▶ Task
Resume the forum post about moving VMs to local host storage, picking up right after its last sentence.

▶ Excerpt provided
begin
Adding Local HOST Storage - Moving VMS's to local Host Storage

Question for Everyone, as I am unfamiliar with the proper procedure for this action.

We have 2 identical HP Servers, running in an HA Cluster as seen below:

Hypervisor:  VMware ESXi, 6.5.0, 8935087

Model:  HP ProLiant DL380 Gen9

Processor Type:  Intel(R) Xeon(R) CPU E5-2620 v4 @ 2.10GHz

Logical Processors:  32

Virtual Machines:  15

VMWARE is running on two SSD SATA, 480gb mirrored drives on each server. (pic attached) The 'SAN' setup is a Synology Cluster, running on two RS18017xs+, Active - Passive boxes.

We have exceeded our space on the SAN, 11 TB.  That has a 10 GB connection to the hosts, and holds VM machine files and data.

The HP Host servers have 6 available slots each.  I have purchased 12 HPE Read Intensive - solid state drives - 3.8 TB - SATA 6Gb/s

The Raid Controllers on the servers can create an additional logical drive.  My plan was to add the 6 3.8 TB drives to each server, RAID 5.  That would give us roughly 19 TB of local host storage.
end
▶ Data listing
begin
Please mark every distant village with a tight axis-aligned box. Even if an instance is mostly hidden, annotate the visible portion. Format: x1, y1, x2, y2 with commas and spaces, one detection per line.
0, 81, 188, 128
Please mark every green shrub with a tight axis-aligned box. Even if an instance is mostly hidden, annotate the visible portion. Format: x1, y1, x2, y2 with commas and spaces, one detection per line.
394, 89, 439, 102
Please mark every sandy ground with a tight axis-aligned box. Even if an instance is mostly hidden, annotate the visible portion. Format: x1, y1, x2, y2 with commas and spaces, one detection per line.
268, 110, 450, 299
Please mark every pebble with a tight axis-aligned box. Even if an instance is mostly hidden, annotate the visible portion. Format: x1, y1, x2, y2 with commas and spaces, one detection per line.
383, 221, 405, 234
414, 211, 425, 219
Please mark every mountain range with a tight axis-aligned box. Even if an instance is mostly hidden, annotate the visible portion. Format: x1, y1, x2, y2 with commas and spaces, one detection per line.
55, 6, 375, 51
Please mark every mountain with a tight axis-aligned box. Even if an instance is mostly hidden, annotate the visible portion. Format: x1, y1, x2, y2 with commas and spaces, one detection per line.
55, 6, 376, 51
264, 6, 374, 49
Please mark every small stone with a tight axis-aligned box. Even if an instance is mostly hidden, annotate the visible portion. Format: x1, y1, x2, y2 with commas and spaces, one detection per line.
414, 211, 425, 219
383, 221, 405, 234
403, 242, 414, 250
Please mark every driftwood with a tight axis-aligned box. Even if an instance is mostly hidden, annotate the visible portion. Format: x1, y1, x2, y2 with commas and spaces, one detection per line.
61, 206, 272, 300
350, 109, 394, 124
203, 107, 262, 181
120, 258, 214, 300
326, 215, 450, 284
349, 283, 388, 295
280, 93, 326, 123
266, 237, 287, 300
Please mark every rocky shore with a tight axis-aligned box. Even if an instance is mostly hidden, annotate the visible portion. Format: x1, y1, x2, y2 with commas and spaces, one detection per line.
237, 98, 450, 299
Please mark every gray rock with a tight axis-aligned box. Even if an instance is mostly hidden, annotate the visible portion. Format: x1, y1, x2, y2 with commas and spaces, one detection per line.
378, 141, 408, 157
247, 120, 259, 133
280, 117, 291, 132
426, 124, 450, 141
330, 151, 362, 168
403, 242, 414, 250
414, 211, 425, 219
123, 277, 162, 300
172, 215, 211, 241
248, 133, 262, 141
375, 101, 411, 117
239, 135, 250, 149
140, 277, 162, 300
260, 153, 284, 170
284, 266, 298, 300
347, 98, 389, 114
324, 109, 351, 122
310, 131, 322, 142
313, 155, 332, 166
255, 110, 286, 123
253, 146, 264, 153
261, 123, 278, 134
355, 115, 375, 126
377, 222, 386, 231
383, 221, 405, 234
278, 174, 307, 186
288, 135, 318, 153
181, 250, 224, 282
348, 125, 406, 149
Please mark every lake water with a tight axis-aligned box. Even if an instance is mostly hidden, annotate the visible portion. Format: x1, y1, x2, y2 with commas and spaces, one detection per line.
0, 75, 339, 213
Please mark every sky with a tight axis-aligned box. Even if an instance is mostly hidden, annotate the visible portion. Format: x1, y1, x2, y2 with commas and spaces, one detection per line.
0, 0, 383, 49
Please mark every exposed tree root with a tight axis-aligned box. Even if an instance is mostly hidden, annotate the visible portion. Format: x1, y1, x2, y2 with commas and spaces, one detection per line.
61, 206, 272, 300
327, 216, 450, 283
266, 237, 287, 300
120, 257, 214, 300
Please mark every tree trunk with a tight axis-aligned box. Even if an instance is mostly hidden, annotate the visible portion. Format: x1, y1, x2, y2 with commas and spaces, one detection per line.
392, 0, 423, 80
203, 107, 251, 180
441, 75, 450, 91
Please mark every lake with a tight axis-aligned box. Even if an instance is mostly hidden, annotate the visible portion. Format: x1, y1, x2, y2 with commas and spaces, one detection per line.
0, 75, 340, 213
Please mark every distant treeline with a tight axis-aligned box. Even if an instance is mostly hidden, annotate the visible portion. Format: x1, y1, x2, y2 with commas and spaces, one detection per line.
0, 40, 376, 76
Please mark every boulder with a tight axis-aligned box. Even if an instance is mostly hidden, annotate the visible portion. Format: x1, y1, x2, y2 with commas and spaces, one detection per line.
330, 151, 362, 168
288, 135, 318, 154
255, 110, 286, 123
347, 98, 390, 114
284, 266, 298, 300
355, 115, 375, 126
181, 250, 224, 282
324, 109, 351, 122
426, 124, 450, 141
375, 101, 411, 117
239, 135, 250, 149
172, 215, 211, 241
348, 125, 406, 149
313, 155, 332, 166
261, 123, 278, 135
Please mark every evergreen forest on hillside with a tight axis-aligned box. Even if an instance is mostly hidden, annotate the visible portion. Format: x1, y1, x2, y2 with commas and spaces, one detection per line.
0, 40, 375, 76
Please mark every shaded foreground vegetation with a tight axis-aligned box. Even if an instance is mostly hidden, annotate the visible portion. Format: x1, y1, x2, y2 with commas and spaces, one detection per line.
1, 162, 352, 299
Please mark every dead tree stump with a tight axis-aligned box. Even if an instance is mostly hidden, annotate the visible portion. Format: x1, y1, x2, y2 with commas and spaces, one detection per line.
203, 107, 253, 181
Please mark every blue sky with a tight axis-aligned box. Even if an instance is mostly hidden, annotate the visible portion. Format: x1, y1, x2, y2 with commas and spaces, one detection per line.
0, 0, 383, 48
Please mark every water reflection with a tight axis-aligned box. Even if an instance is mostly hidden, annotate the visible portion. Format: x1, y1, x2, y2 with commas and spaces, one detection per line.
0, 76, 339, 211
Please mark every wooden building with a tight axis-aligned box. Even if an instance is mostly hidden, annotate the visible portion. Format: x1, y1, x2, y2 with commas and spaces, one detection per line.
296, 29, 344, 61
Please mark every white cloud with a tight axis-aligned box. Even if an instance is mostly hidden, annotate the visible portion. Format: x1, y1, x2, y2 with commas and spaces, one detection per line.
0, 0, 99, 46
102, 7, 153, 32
end
▶ Task answer
Would the proper procedure be to:

1.  Down all vms' on the host, place both host in Maintenance mode, shutdown, add the new storage, boot into the Array Controller setup, add the storage, then boot into VMWARE, take out of maintenance mode and add the new available local storage to each host.  Configured the exact same on each host for fail over.

2.  Leaving vm's powered off, migrate the storage of each vm's to the new local host storage.

The external 11 TB storage would then be recommissioned as a target for additional storage where needed.

As I said, I am not familiar, and I will be messing with 11 TB of data, and 15 servers. 

Any input is appreciated.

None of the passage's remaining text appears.